Segment Open

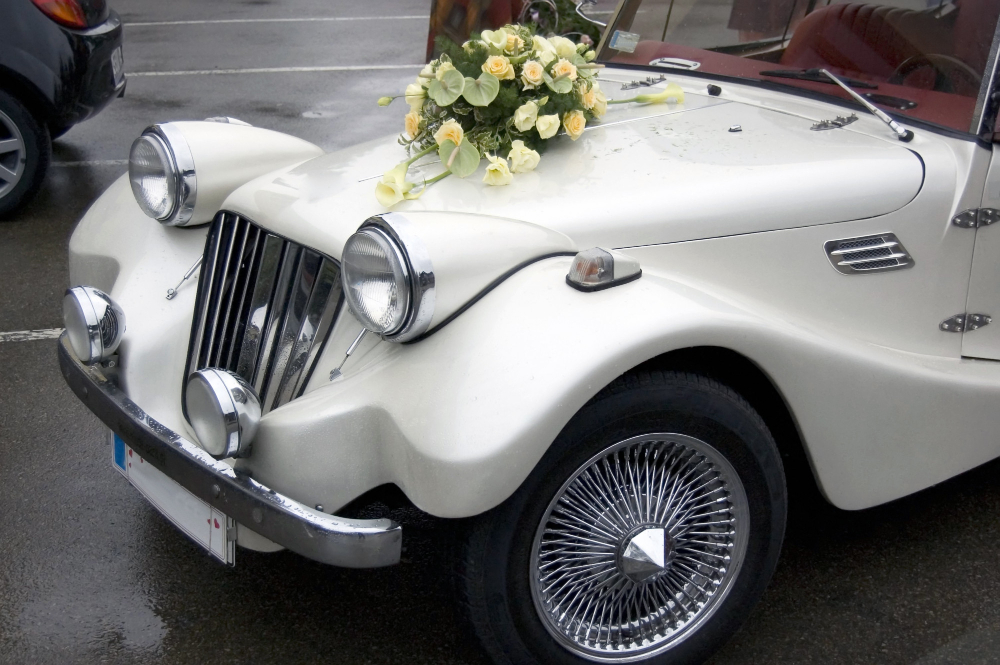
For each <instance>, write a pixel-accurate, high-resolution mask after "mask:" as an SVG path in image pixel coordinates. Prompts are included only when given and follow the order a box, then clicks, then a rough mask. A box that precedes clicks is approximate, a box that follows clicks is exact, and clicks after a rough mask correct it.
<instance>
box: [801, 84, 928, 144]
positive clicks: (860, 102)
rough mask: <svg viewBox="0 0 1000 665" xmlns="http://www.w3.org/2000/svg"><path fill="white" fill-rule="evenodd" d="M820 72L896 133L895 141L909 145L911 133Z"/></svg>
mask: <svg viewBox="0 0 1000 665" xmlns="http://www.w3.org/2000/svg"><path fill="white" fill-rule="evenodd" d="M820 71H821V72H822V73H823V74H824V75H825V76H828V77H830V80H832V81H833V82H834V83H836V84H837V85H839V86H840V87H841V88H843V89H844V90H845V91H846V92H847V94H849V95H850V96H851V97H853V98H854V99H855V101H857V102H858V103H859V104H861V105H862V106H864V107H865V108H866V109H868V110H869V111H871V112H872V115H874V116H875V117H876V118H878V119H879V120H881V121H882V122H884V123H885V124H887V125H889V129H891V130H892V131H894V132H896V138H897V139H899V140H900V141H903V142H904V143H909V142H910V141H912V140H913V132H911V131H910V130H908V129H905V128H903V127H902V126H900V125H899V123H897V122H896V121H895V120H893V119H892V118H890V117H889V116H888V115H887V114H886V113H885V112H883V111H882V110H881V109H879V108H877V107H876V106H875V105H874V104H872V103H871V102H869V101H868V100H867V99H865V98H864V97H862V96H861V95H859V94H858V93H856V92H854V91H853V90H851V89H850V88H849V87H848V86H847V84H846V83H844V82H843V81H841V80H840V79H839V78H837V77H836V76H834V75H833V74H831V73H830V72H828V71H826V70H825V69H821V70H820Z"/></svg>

Segment Closed
Segment Open

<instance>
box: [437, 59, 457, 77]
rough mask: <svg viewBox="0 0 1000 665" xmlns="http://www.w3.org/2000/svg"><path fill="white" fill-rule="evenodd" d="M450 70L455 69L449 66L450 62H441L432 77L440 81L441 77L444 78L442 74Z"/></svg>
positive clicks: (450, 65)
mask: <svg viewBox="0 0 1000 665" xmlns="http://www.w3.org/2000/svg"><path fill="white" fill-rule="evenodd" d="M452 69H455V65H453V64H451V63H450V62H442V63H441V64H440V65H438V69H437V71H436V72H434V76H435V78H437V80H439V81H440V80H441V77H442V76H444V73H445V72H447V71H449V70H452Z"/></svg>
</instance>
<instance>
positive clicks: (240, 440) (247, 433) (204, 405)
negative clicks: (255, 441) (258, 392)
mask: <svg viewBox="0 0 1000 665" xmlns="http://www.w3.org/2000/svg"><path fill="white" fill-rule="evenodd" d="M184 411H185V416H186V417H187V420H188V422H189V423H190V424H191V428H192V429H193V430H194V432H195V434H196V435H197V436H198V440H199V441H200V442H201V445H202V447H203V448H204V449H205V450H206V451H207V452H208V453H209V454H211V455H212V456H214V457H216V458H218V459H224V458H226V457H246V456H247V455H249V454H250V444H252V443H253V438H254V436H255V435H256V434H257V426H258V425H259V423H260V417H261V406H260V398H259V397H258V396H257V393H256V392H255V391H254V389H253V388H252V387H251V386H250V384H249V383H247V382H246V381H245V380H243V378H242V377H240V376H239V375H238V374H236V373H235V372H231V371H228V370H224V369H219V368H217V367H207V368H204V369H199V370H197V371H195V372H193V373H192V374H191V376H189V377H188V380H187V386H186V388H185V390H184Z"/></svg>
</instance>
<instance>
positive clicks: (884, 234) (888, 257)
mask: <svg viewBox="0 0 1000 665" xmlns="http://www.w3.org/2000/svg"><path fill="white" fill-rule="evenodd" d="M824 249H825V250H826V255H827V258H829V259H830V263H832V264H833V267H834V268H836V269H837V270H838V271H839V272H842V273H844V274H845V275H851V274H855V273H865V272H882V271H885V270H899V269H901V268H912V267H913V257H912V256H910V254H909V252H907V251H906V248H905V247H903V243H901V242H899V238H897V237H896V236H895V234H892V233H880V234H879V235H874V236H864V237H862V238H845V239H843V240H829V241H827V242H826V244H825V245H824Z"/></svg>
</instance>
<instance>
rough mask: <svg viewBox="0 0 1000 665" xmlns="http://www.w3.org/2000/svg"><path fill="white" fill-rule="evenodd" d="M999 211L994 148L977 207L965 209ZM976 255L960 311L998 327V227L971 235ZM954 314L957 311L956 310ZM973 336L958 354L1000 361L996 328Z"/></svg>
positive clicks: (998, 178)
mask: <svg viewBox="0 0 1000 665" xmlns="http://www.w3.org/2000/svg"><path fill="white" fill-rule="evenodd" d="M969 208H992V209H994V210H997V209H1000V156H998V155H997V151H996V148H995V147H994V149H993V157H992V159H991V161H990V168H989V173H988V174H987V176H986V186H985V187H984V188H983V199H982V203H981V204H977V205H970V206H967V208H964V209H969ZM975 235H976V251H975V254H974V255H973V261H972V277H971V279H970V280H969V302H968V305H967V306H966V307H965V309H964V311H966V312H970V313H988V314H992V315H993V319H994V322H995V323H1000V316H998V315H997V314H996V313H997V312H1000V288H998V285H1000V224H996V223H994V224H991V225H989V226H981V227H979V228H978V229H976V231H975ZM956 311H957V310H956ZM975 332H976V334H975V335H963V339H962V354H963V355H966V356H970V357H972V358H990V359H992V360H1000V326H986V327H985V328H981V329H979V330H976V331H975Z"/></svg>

Segment Closed
Segment Open

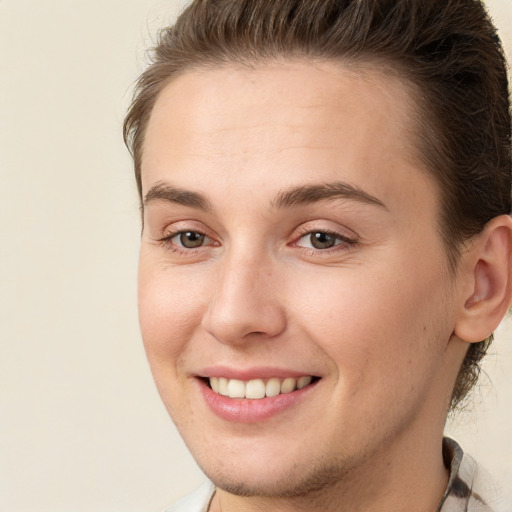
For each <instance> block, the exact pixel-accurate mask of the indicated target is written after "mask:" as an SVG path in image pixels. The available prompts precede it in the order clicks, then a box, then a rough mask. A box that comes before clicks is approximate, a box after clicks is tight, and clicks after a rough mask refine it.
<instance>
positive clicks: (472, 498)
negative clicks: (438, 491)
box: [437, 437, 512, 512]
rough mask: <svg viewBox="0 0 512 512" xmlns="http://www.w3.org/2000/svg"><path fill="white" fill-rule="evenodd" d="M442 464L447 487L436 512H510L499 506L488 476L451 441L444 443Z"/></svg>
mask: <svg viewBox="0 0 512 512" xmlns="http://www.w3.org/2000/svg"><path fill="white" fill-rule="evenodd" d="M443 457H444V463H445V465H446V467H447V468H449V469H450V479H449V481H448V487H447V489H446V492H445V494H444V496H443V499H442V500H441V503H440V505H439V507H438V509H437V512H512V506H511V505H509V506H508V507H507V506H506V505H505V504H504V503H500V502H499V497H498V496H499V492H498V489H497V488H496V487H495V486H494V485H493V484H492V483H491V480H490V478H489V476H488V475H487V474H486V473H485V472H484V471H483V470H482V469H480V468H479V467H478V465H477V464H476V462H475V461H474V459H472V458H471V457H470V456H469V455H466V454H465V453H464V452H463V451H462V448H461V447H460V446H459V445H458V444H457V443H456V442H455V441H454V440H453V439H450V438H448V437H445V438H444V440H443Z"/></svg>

Segment Closed

**WHAT IS EXPECTED**
What is needed is an exact copy of the lines above, from the one containing "For each <instance>, write" through the one containing "positive clicks: (860, 102)", with nothing added.

**ANSWER**
For each <instance>, write a pixel-accurate, high-resolution mask after "mask:" as an SVG path in image pixel coordinates. Prompts are included only when given and follow the order a box, then clicks, then a rough mask. A box that precedes clicks is approximate, a box that follows clicks is exact, and clicks after a rough mask correct it.
<instance>
box: [801, 84, 928, 144]
positive clicks: (860, 102)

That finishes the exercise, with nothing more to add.